[[ Records supplied, beginning ]]
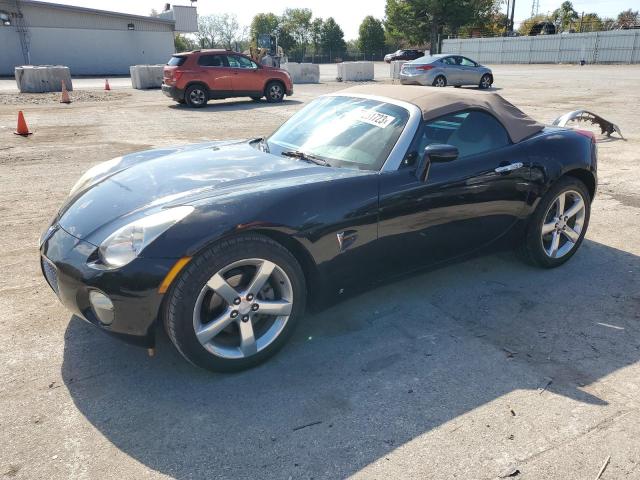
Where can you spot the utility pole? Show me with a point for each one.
(513, 8)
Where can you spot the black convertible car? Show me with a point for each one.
(226, 243)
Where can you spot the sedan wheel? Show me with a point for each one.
(235, 304)
(440, 81)
(557, 227)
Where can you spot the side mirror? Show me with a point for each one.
(436, 153)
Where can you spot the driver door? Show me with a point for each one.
(463, 205)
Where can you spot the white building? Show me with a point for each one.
(88, 41)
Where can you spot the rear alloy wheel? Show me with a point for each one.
(440, 81)
(274, 92)
(558, 225)
(236, 304)
(196, 96)
(485, 81)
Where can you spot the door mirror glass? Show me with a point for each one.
(436, 153)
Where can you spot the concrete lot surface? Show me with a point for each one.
(473, 371)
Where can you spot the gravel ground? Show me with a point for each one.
(472, 371)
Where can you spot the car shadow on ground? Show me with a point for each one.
(221, 105)
(369, 374)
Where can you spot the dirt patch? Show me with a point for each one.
(54, 97)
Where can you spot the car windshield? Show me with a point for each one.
(343, 131)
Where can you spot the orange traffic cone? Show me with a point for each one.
(22, 126)
(65, 94)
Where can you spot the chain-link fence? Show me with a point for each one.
(544, 27)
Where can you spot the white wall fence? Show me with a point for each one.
(616, 46)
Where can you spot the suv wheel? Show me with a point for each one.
(274, 92)
(196, 96)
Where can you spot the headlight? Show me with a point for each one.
(126, 243)
(92, 173)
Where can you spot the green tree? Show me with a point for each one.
(263, 23)
(565, 17)
(371, 38)
(422, 20)
(332, 41)
(295, 24)
(628, 18)
(591, 22)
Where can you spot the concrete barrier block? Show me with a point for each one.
(42, 78)
(146, 76)
(303, 72)
(355, 71)
(395, 67)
[[ Records supplied, end ]]
- _Assignment_
Print nothing but the lines from the line with "Where can you spot the suv" to the last line of the records above. Both of those lines count.

- _Written solution_
Where can you spot the suv wheel? Show me with a point for each one.
(274, 92)
(196, 96)
Where can you spot the headlight? Show me with a point for each one.
(126, 243)
(92, 173)
Where can you spot the green tree? Show me with a point for each one.
(263, 23)
(565, 17)
(371, 38)
(422, 20)
(332, 41)
(295, 24)
(628, 18)
(591, 22)
Where can you spot the concrete barrier block? Show me with a point for each one.
(42, 78)
(146, 76)
(303, 72)
(355, 71)
(395, 67)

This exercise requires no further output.